### Provided text

*****

In an age where people spend more time on their mobile phones than they do sleeping, careers in the digital sector are on the up. Not only are more traditional jobs (like journalism and marketing) having to adapt to digital form, but new roles are being created that never existed 20 years ago, like SEO Officer. Luckily, I’ve come across a handy guide that has been created by It lists lots of different types of jobs that are available related to the digital industry, gives a little explanation of what each is about and, importantly, lists key skills you would need for each role. For example, if you are interested in SEO…

Mouse and Keyboard

“Search Engine Optimisation (SEO) is the  process of raising a website’s visibility and rankings for key words in the organic search results…competition is intense as brands compete to secure the top positions in the search engine results pages (SERPs). Search engine optimisation is a very complex process which requires a lot of attention and tweaking as Google’s algorithms change and SEOs try to keep up. Thanks to the Panda and Penguin updates, ‘black hat’ techniques like spammy content, directory links and article spinning are now a thing of the past and it’s now harder than ever to rank effectively on search engines. When it comes to SEO jobs, the type of tasks you’ll be asked to perform will vary depending on whether you’re working in-house or for an agency.

*****

### Records supplied
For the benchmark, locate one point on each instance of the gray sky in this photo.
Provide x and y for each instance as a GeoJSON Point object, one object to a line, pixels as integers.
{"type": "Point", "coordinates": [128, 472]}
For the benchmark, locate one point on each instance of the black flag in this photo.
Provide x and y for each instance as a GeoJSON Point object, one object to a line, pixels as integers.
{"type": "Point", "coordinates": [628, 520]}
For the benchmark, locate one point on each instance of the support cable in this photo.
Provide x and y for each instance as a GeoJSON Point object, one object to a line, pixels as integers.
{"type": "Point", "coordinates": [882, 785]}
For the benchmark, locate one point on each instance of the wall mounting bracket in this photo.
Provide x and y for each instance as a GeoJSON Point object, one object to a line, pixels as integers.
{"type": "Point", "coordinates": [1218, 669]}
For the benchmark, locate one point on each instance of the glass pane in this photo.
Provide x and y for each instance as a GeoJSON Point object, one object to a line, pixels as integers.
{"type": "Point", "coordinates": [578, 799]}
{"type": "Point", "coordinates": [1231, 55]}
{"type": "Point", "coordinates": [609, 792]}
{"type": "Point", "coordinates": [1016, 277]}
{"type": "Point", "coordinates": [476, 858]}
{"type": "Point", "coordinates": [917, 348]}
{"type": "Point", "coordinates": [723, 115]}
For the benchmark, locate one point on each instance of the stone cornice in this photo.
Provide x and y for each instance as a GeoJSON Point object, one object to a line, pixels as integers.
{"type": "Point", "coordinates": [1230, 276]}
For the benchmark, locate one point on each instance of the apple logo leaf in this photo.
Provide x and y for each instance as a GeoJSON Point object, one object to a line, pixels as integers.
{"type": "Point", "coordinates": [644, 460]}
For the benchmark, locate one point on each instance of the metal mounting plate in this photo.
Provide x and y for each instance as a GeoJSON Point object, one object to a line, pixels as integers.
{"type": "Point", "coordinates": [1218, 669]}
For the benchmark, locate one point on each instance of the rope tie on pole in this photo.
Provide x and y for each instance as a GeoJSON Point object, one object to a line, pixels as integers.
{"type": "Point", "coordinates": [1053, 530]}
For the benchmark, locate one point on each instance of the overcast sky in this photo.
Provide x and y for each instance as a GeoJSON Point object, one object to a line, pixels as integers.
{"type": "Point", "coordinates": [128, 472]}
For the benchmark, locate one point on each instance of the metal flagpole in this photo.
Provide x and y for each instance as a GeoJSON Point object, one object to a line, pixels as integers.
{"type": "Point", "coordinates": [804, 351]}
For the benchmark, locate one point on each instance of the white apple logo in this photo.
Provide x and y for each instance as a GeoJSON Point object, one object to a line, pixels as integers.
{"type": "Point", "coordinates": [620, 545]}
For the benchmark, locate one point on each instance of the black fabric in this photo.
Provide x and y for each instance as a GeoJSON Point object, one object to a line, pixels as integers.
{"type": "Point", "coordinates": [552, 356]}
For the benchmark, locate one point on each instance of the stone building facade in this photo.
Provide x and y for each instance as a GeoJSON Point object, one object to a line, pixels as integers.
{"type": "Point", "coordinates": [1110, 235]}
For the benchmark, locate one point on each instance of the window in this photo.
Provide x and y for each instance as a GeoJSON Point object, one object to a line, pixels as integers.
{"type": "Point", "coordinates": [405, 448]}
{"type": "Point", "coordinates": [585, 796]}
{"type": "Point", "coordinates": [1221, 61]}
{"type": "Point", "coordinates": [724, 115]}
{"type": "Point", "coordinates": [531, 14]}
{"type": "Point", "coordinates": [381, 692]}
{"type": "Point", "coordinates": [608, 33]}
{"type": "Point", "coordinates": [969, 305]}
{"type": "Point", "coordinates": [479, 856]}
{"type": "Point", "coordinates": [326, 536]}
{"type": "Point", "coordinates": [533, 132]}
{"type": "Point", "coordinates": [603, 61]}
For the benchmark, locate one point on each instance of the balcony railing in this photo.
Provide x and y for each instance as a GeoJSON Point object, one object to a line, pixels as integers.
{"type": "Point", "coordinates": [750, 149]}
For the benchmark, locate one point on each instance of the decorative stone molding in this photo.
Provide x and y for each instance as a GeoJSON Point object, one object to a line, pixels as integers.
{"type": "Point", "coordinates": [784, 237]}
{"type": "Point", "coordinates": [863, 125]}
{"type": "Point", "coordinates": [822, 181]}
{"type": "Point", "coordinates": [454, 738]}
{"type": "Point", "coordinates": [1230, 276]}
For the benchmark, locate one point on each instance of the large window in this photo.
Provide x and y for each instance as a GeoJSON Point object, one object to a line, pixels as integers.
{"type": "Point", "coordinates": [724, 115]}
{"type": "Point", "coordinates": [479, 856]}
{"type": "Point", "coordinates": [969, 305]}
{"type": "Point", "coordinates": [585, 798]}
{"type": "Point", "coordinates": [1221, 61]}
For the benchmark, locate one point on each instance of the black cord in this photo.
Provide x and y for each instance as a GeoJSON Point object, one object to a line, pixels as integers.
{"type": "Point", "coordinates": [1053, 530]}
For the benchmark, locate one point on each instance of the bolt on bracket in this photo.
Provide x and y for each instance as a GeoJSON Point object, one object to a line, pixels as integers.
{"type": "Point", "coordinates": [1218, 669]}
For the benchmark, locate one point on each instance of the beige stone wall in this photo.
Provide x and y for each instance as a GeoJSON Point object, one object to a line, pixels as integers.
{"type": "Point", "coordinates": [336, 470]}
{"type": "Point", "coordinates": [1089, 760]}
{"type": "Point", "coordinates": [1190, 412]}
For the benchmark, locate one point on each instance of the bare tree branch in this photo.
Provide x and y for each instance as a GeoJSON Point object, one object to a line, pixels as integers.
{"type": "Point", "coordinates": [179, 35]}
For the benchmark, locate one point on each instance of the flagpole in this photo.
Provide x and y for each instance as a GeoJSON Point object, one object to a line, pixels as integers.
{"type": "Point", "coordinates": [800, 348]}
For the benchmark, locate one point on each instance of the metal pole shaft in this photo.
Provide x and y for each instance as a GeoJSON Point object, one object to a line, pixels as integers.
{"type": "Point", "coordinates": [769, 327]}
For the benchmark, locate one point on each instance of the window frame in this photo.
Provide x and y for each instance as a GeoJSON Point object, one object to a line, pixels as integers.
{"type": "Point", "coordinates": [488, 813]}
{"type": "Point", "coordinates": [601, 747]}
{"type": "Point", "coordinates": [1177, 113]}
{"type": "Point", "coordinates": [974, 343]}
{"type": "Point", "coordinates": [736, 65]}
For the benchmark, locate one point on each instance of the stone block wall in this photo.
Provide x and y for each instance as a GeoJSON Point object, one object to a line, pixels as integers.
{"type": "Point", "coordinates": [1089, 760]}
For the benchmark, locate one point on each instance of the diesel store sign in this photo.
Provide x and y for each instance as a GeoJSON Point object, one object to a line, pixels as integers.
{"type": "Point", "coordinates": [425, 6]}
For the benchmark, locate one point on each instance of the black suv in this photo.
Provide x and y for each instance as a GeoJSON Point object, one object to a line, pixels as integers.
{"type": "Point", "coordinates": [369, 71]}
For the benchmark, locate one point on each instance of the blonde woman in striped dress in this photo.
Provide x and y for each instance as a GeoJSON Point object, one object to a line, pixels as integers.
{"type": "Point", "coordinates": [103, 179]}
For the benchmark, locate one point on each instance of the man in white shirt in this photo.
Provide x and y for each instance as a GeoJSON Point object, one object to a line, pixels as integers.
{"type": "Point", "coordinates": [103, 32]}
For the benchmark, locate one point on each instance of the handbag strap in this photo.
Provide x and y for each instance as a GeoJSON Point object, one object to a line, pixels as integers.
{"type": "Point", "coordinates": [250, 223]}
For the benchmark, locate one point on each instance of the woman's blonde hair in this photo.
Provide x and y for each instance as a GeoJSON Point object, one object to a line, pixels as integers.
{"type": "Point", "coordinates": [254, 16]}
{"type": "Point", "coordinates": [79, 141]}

*****

### Challenge 1
Answer these from the text on digital careers:
(a) What role does it give as an example of one that did not exist 20 years ago?
(b) Which two updates does it say made "black hat" techniques a thing of the past?
(c) What does it say the tasks in SEO jobs vary with?
### Challenge 2
Please write the next part of the text on digital careers, picking up after its final sentence.

### Response 1
(a) SEO Officer
(b) The Panda and Penguin updates
(c) Whether you're working in-house or for an agency

### Response 2
CV Essentials:
 Proven experience of performing SEO audits/competitor analysis
 Knowledge of on-site and off-site SEO techniques
 Wider knowledge of the digital marketing industry
 Great analytical skills – knowledge of Google Analytics
 Up to date with the latest algorithm updates
 No “ideal degree”

Or how about being an online copywriter?

“If you’re naturally talented at writing and are looking for a career that will stand the test of time, look no further than copywriting. The process of creating ‘copy’ aka text for websites, online copywriting is actually much more complicated than it sounds. From researching a topic to putting together an article that meets strict criteria and promoting it, online copywriters are the journalists of the digital industry and are responsible for creating engaging copy that either informs the visitor or persuades them to do something – whether that’s apply for a job, buy a product or use a service. In addition to churning out large quantities of high quality content on a near daily basis, copywriters also have to think about things like SEO and keywords when they’re writing to ensure their content helps to support the site’s SEO efforts but doesn’t land them in hot water with the controversial Google algorithm updates!

CV Essentials:
 Strong written communication skills
 Great eye for detail
 Previous copywriting experience (can be own personal blog)
 Passion for writing
 Strong proof-reading skills
 Knowledge of the wider digital marketing industry, particularly SEO”

Other roles include working in Online Marketing, Web Design, App Development, Insight, Customer Relations Management (CRM) and Web Security. And the great thing is that the digital sector is not just for those who have a degree in Computer Science. There are many roles that require skills other than coding, for example.

You can check out the rest of the guide here: “Bubble Jobs: Introduction To The Digital Sector”.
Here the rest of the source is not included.